THE REQUEST
Print every entry exactly as written.

DATA LINES
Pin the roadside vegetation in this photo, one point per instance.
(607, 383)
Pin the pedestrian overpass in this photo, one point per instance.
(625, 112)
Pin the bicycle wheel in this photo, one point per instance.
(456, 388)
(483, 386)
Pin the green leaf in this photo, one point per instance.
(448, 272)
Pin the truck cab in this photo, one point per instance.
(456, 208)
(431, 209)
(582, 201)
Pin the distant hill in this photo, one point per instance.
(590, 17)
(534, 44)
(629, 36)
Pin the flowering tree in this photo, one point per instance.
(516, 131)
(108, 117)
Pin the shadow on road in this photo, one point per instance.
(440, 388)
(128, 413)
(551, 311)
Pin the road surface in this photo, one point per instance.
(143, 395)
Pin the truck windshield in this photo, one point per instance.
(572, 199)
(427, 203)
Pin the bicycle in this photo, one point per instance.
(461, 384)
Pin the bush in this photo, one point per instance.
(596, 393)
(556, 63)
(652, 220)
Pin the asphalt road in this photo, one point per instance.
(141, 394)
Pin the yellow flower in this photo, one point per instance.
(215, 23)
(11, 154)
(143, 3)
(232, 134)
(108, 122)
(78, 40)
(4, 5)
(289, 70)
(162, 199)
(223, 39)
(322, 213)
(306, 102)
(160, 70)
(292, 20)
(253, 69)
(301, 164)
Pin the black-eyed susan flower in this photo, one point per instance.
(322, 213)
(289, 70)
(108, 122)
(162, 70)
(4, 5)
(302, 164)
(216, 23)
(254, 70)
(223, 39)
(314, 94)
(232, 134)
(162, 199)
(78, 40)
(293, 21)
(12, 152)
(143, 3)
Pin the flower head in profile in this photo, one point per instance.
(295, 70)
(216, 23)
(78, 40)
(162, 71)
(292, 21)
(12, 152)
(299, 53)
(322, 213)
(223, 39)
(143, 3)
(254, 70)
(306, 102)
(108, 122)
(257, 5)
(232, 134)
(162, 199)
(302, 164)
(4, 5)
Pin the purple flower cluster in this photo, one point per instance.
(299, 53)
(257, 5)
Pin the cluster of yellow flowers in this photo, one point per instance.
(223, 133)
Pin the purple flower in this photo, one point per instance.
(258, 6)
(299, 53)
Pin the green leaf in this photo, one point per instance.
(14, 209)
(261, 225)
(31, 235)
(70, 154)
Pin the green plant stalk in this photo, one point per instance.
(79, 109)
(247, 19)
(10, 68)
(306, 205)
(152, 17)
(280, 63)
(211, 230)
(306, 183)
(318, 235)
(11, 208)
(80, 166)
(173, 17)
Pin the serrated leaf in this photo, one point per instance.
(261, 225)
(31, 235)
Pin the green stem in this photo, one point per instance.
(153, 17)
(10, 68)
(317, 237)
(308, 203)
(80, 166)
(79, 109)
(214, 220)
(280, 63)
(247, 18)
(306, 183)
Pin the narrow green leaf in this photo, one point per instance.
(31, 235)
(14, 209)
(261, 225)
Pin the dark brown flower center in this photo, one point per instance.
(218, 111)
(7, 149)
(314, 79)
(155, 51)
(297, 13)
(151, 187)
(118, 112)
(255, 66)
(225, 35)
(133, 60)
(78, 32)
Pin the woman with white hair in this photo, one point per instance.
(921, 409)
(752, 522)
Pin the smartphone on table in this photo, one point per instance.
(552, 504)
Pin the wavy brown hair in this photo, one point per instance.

COMPLETE RESPONSE
Pin the roadside vegetation in this photo, one point per instance.
(607, 383)
Pin the pedestrian overpass in this photo, one point per instance.
(625, 112)
Pin the bicycle wheel in this photo, one point per instance.
(456, 388)
(483, 386)
Pin the green leaf in this photo, one point per instance.
(448, 272)
Pin the truck cab in this photo, one point per instance.
(456, 208)
(431, 209)
(582, 201)
Pin the distant hill in this photo, one point per instance.
(590, 17)
(534, 44)
(629, 36)
Pin the flowering tree in this photo, one point per instance.
(516, 131)
(108, 117)
Pin the shadow on road in this photo, one point per instance.
(440, 388)
(128, 413)
(551, 311)
Pin the road surface in this photo, one point per instance.
(143, 395)
Pin the truck windshield in this photo, one point per instance.
(572, 199)
(427, 203)
Pin the bicycle in this photo, one point per instance.
(461, 384)
Pin the bush in this photo, one point per instance.
(596, 393)
(556, 63)
(652, 220)
Pin the asphalt road in this photo, one point per instance.
(141, 394)
Pin the yellow flower in this photo, one point per instance.
(215, 23)
(11, 154)
(143, 3)
(232, 134)
(108, 122)
(78, 40)
(4, 5)
(289, 70)
(162, 199)
(223, 39)
(322, 213)
(306, 102)
(160, 70)
(292, 20)
(253, 69)
(301, 164)
Pin the black-eyed susan flower in this photo, one point per instance.
(322, 213)
(289, 70)
(108, 122)
(162, 70)
(4, 5)
(302, 164)
(216, 23)
(254, 70)
(223, 39)
(314, 94)
(232, 134)
(162, 199)
(78, 40)
(293, 21)
(12, 152)
(143, 3)
Pin the flower head in profile in this photo, one point per instance.
(295, 70)
(216, 23)
(78, 40)
(162, 71)
(292, 21)
(12, 152)
(299, 53)
(322, 213)
(223, 39)
(143, 3)
(254, 70)
(306, 102)
(108, 122)
(257, 5)
(232, 134)
(162, 199)
(302, 164)
(4, 5)
Pin the purple flower cluster in this photo, one point per instance.
(299, 53)
(257, 5)
Pin the cluster of yellow flowers in this photo, one point per instance.
(223, 133)
Pin the purple flower in this photo, one point per instance.
(258, 6)
(299, 53)
Pin the green leaf in this photo, one point per instance.
(14, 209)
(261, 225)
(31, 235)
(70, 154)
Pin the green plant stalk in this photo, one point per instance.
(79, 109)
(247, 19)
(10, 68)
(306, 205)
(152, 17)
(280, 63)
(211, 230)
(306, 183)
(318, 235)
(11, 208)
(80, 166)
(173, 17)
Pin the serrated leaf in this photo, one point per instance.
(261, 225)
(31, 235)
Pin the green stem in this photo, one point per instance.
(153, 17)
(10, 68)
(317, 237)
(308, 203)
(80, 166)
(79, 109)
(214, 220)
(280, 63)
(247, 18)
(306, 183)
Pin the narrow green leaf in this photo, one point per instance.
(31, 235)
(14, 209)
(261, 225)
Pin the dark brown flower center in this photo, one point per instance.
(218, 111)
(7, 149)
(314, 79)
(155, 51)
(297, 13)
(151, 187)
(118, 112)
(255, 66)
(225, 35)
(133, 60)
(78, 32)
Pin the woman with white hair in this photo, one point per instance.
(921, 409)
(752, 522)
Pin the smartphone on table in this photo, one point per instance.
(552, 504)
Pin the wavy brown hair in this photo, one point per instance.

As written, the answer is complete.